→ **Stated goal a**
In the listing, starting with the line that contains "Mark the hazy" and going through the end of the listing, swap "coverage chart" for "coverage report" and leave everything else unchanged. Give back only those lines.

→ **Supplied text**
↓

But since 1972 – 1997 the moving annual mean trend was -0.024 C/decade and 1997 – 2013 -0.156 C/decade. The 1998 solar-fueled El Nino produced a +0.4 C shift in between hence the overall positive trend.
BEST vs NIWA moving annual trend 2004 – 2013 is 0.027x vs 0.0573x i.e. a disagreement. Minor problem because the real disagreement is with the “fine-scale projections” on which policy certainly is based having “replaced” the historical observations (the default data).
I am totally unsurprised by the finding of a mere 0.28°C of ‘warming’ over the past century. All that I read tells me that the arguments for runaway global warming have no basis in any credible science and my observation of the way the world works tells me that the evidence for alarm of any kind is non-existant.
The real picture of a greening planet, stable tides and burgeoning agriculture is a case for hope, not dismay.
But that would not suit those of a Green disposition.
Alexander,
Yep, it’s seriously weird. But I should point out a typo in your comment: the paper finds warming over the previous 100 years of 0.28°C, not 0.8°C. You’ve managed at a stroke to increase their finding by nearly two thirds. Much like NIWA. If you like, I can go behind the scenes and wordlessly change it for you. Just let me know. I won’t even mention it.

↑

→ **Stated goal b**
In the climate comments, what was the moving annual mean trend for 1997 – 2013?

[Photo object pointing records]

↓

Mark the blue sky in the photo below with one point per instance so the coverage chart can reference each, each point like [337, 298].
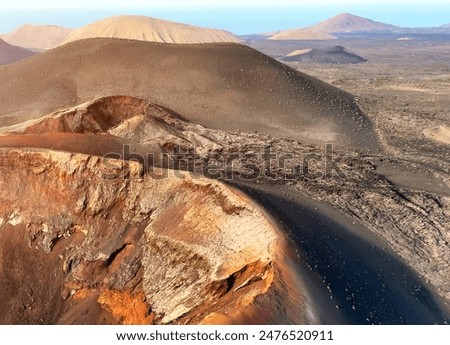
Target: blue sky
[238, 16]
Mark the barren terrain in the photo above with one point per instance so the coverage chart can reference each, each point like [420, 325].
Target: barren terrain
[125, 163]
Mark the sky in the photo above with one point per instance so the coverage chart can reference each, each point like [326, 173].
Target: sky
[238, 16]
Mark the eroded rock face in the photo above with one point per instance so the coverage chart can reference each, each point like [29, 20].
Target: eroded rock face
[71, 238]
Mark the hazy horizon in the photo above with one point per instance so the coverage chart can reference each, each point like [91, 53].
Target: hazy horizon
[240, 20]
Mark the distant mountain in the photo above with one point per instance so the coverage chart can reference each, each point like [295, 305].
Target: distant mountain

↑

→ **Output a**
Mark the hazy horizon in the photo above with one point per instance so the coverage report can reference each, each point like [91, 53].
Target: hazy horizon
[240, 20]
Mark the distant mountain in the photo above with one point per instance so the coverage report can reference each, each point like [295, 305].
Target: distant mountain

→ **Output b**
-0.156 C/decade